• [Exercise description]
Convert the listing, from the line containing "Locate all occurrences of teal wall." up to and including the line containing "[413,330,470,343]", into a Markdown table with the columns Index and Content, where each row holds a row number and one line. Omit blank lines.

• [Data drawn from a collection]
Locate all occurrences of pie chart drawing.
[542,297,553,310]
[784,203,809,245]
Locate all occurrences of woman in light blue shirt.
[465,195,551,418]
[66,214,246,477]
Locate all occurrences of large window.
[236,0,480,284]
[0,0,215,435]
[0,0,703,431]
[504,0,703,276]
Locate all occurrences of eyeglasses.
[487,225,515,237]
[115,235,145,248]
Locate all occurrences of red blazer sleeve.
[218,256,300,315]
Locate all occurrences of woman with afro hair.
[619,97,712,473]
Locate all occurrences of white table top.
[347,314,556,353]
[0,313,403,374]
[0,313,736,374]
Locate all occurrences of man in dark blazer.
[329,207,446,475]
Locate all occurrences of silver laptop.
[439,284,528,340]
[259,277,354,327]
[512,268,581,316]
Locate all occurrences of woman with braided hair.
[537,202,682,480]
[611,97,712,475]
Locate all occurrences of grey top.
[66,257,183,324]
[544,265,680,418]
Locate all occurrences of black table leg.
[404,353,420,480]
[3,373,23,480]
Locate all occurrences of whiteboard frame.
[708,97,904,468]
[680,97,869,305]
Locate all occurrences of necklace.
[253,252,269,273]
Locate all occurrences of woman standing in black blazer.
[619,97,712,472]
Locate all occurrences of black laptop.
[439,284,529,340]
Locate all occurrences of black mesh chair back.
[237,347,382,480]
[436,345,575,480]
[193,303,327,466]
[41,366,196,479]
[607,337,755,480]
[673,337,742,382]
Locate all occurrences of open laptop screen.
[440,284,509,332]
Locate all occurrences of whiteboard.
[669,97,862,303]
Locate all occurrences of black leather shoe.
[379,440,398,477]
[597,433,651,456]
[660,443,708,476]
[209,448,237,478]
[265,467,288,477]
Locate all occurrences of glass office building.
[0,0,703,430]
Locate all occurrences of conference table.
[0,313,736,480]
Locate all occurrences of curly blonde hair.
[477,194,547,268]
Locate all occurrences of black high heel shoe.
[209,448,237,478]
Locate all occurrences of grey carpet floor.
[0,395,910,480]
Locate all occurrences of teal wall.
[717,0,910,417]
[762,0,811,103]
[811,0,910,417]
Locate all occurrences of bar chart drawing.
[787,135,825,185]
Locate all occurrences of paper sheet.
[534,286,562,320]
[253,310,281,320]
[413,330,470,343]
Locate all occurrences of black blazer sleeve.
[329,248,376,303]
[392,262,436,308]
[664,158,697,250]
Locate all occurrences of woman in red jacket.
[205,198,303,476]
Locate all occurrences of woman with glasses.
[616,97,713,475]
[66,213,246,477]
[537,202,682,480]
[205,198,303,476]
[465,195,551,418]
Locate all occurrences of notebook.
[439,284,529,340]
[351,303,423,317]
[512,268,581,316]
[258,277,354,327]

• [Written solution]
| Index | Content |
|---|---|
| 1 | Locate all occurrences of teal wall. |
| 2 | [717,0,910,417] |
| 3 | [762,0,811,103] |
| 4 | [811,0,910,417] |
| 5 | Locate all occurrences of bar chart drawing. |
| 6 | [787,135,825,185] |
| 7 | Locate all occurrences of paper sheet. |
| 8 | [534,286,562,320] |
| 9 | [253,310,281,320] |
| 10 | [413,330,470,343] |